**Try it**
In the entries below, find the line with "Return one point per instance of the leafy" and the line with "Return one point per instance of the balcony". Print those two and everything between them exactly, and nothing else.

**Source records**
-------

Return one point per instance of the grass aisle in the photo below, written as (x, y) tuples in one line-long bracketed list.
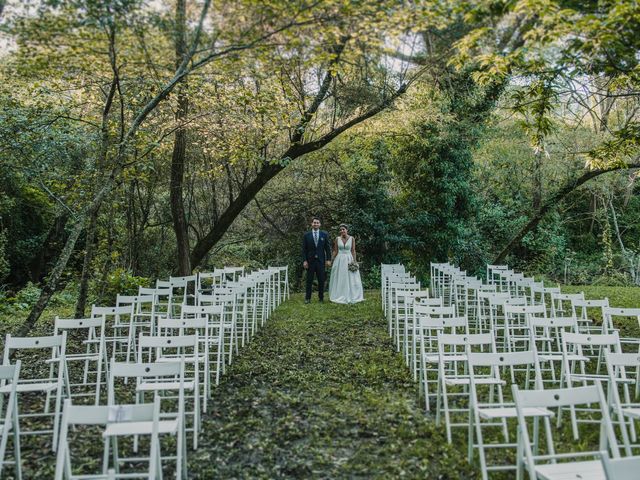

-------

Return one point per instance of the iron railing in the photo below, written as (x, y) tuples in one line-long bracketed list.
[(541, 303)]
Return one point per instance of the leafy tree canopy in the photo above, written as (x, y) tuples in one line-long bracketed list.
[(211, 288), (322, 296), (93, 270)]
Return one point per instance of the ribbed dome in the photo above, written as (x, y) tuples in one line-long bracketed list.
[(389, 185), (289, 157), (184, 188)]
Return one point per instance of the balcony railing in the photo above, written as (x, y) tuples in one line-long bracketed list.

-------

**The completed task**
Return one point per instance of the leafy tree canopy in the photo above, written as (x, y) tuples in one line-long bracketed list.
[(211, 288), (322, 296), (93, 270)]
Return one point per instance of the ribbed dome in the photo above, written as (x, y) tuples in one line-long bracketed list.
[(389, 185), (289, 157), (184, 188)]
Return one point per instance of the balcony railing in the photo above, written as (x, y) tuples in one line-long bracketed list.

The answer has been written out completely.